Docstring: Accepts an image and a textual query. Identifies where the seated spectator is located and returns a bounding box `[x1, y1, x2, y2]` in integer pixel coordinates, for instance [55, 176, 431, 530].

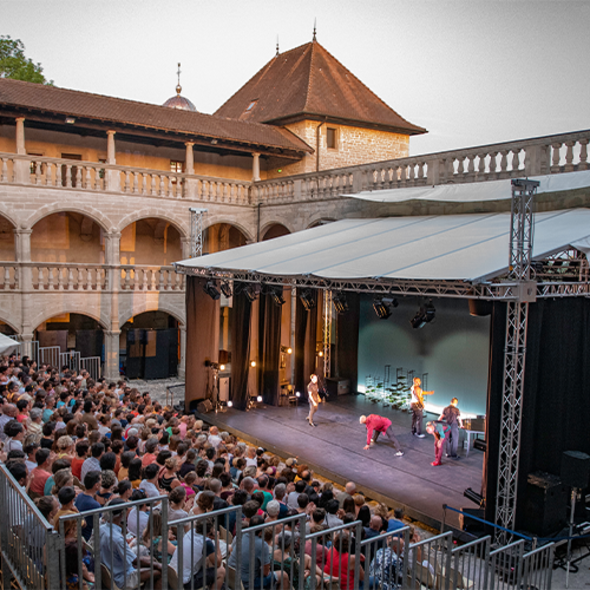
[4, 419, 25, 452]
[141, 438, 159, 468]
[324, 531, 373, 590]
[75, 471, 102, 541]
[116, 479, 133, 502]
[168, 486, 191, 521]
[139, 463, 161, 498]
[43, 458, 71, 496]
[128, 458, 143, 488]
[28, 448, 52, 498]
[368, 535, 402, 590]
[80, 442, 104, 483]
[127, 490, 150, 538]
[141, 510, 176, 564]
[96, 470, 117, 506]
[387, 508, 406, 533]
[287, 479, 307, 510]
[170, 516, 225, 589]
[71, 440, 89, 481]
[158, 456, 180, 492]
[178, 448, 197, 478]
[325, 499, 344, 529]
[99, 498, 162, 589]
[54, 486, 82, 539]
[118, 451, 135, 482]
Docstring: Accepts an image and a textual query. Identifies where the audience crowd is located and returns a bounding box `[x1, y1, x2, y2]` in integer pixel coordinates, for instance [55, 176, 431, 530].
[0, 354, 423, 590]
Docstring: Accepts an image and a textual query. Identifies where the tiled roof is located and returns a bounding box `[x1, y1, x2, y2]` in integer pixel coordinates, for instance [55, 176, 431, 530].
[215, 41, 426, 135]
[0, 78, 312, 154]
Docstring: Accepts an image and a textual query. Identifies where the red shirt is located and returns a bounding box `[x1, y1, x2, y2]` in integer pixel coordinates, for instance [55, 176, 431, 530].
[29, 467, 51, 495]
[71, 456, 85, 480]
[365, 414, 392, 445]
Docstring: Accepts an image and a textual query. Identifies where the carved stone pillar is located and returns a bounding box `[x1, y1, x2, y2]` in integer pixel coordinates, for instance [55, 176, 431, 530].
[14, 117, 29, 183]
[15, 228, 33, 344]
[106, 130, 119, 191]
[104, 231, 121, 379]
[104, 330, 121, 380]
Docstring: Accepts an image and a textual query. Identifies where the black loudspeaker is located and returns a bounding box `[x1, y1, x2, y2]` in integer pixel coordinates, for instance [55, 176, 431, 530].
[523, 472, 566, 536]
[561, 450, 590, 489]
[460, 507, 485, 534]
[196, 399, 213, 414]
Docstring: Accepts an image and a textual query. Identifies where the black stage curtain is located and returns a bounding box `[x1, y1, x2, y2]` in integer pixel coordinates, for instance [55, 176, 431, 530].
[185, 276, 220, 405]
[485, 298, 590, 527]
[336, 292, 360, 393]
[230, 284, 252, 411]
[258, 291, 282, 406]
[295, 290, 318, 393]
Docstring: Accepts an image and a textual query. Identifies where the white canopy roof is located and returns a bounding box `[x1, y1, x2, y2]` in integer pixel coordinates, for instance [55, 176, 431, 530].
[0, 333, 19, 356]
[175, 209, 590, 283]
[347, 170, 590, 204]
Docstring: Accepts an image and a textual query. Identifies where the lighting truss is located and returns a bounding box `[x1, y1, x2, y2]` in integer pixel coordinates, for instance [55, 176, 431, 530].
[322, 291, 332, 378]
[189, 208, 207, 258]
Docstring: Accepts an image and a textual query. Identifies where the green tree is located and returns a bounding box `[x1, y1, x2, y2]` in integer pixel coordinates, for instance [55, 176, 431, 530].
[0, 35, 51, 84]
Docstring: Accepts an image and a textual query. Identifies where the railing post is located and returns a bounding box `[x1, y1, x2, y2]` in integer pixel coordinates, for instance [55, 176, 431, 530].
[45, 530, 61, 589]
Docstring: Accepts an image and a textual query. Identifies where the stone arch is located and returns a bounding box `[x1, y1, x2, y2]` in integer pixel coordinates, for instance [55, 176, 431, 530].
[119, 302, 185, 329]
[117, 208, 188, 238]
[260, 222, 291, 241]
[30, 306, 108, 333]
[307, 217, 336, 229]
[0, 314, 20, 334]
[0, 208, 19, 230]
[203, 219, 254, 244]
[25, 203, 113, 232]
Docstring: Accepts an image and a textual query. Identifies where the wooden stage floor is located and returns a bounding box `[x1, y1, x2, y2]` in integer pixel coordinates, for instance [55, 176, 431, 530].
[196, 394, 484, 531]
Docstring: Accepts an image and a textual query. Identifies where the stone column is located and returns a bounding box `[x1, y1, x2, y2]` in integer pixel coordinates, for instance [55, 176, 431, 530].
[104, 231, 121, 379]
[178, 325, 186, 379]
[105, 130, 119, 191]
[14, 117, 29, 183]
[15, 228, 33, 352]
[180, 236, 192, 259]
[184, 142, 196, 198]
[252, 152, 261, 182]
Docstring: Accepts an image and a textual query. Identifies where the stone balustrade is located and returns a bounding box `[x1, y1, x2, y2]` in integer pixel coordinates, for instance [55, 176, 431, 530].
[0, 263, 184, 292]
[1, 129, 589, 205]
[253, 129, 590, 203]
[0, 154, 251, 205]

= = =

**EXERCISE REQUIREMENTS:**
Everything in the data above gets copied exactly. Only the pictures are skipped.

**SOLUTION FOR THIS EXERCISE:**
Docstring: Accepts an image and a textual query. Identifies where the seated spectator is located and returns a bounding box `[x1, y1, x2, y2]` in integer pixel coordinates, for instance [55, 176, 431, 530].

[4, 419, 25, 452]
[141, 438, 159, 468]
[324, 531, 373, 590]
[75, 471, 102, 541]
[116, 479, 133, 502]
[168, 486, 191, 521]
[139, 463, 161, 498]
[43, 458, 71, 496]
[128, 458, 143, 488]
[28, 448, 52, 498]
[368, 535, 402, 590]
[80, 442, 104, 483]
[127, 490, 150, 538]
[141, 510, 176, 564]
[96, 470, 117, 506]
[387, 508, 406, 533]
[287, 479, 307, 510]
[170, 516, 225, 589]
[71, 440, 89, 481]
[158, 456, 180, 492]
[178, 448, 197, 478]
[325, 499, 344, 529]
[99, 498, 162, 589]
[54, 486, 82, 539]
[118, 451, 135, 482]
Docstring: Accepts an image and a textual query. Identifies where the audience crowd is located and returns a bounding box `[x1, y1, x2, y2]` in integer pixel coordinates, for instance [55, 176, 431, 530].
[0, 354, 423, 590]
Docstring: Accepts an image and a textual query. Identifies where the tiled roof is located and returns a bounding box `[x1, y1, x2, y2]` in integer pixel coordinates, for instance [55, 176, 431, 530].
[215, 41, 426, 135]
[0, 78, 312, 154]
Docstring: Accepts an image and a textual query. Identifies where the red shirt is located and returns a bounding box `[x1, y1, x2, y2]` in integer pixel coordinates, for instance [55, 176, 431, 530].
[29, 467, 51, 495]
[71, 456, 85, 480]
[365, 414, 392, 445]
Docstring: Accepts an image and a textual query. Identifies where the carved stone pillar is located and returns a bounding box `[x1, y1, x2, y2]` in integer pixel coordinates, for instance [55, 176, 431, 530].
[14, 117, 29, 183]
[15, 228, 33, 344]
[106, 130, 119, 191]
[104, 231, 121, 379]
[104, 330, 121, 380]
Docstring: Accepts an image and a textual query. Identifies where the black loudspeaker is located and returns a bounding box `[x1, y1, x2, y2]` in integer pixel coordinates, for instance [55, 176, 431, 530].
[523, 472, 566, 536]
[561, 450, 590, 489]
[460, 507, 485, 534]
[196, 399, 213, 414]
Docstring: Accepts an image and a textual query. Identifies where the black stage curtain is located and returns a bounding box `[x1, y1, x2, y2]` in integer pixel coordinates, for instance [55, 176, 431, 530].
[185, 276, 220, 405]
[485, 298, 590, 527]
[336, 292, 360, 393]
[230, 284, 252, 411]
[258, 291, 282, 406]
[295, 290, 318, 393]
Docstring: Accepts an image and a textual query. Identifies where the white canopy roof is located and returns a bounding box `[x1, y1, x2, y2]` in integer pixel coordinates, for instance [55, 176, 431, 530].
[0, 333, 19, 356]
[175, 209, 590, 283]
[347, 170, 590, 204]
Docstring: Accepts an image and a textual query. Identifies where the lighting truss is located and returns a bounding box `[x1, y1, x2, y2]` in integer pixel coordinates, for instance [55, 176, 431, 530].
[322, 291, 332, 378]
[189, 208, 207, 258]
Docstring: Accepts an image and a textual query. Identifies where the green tree is located and returns a bounding box `[x1, y1, x2, y2]` in integer pixel coordinates, for instance [55, 176, 431, 530].
[0, 35, 51, 84]
Docstring: Accepts an image and a textual query. Identifies where the railing post is located and returns a bounding box `[x1, y1, x2, y2]` in integer pixel coordinates, for instance [55, 176, 431, 530].
[45, 530, 61, 589]
Docstring: Accepts an image and a textual query. Identifies where the stone arch is located and returns a bounding box `[x1, y1, x2, y2]` in integer pixel coordinates, for instance [55, 176, 431, 530].
[119, 302, 185, 329]
[117, 208, 188, 238]
[260, 222, 291, 241]
[30, 306, 108, 333]
[307, 217, 336, 229]
[0, 314, 20, 334]
[0, 208, 19, 230]
[203, 219, 254, 244]
[25, 203, 113, 232]
Docstring: Accepts an image and a textual query. Identifies where the wooden stage floor is located and returns a bounding box `[x1, y1, x2, y2]` in integer pixel coordinates, for instance [55, 176, 431, 530].
[196, 394, 484, 531]
Docstring: Accepts an image and a textual query. Identifies where the stone column is located and returns a bounding box `[x1, y1, x2, y2]` in integer pixel coordinates, for instance [55, 176, 431, 530].
[104, 231, 121, 379]
[178, 325, 186, 379]
[105, 130, 119, 191]
[14, 117, 29, 183]
[15, 228, 33, 352]
[180, 236, 192, 259]
[184, 142, 196, 198]
[252, 152, 261, 182]
Docstring: Accepts an image and a textual query. Identifies where the stone balustrade is located and returns a bounding box `[x1, y1, x2, y2]` in integer pixel coordinates, for instance [55, 176, 431, 530].
[0, 263, 184, 292]
[1, 129, 589, 205]
[253, 129, 590, 203]
[0, 154, 251, 205]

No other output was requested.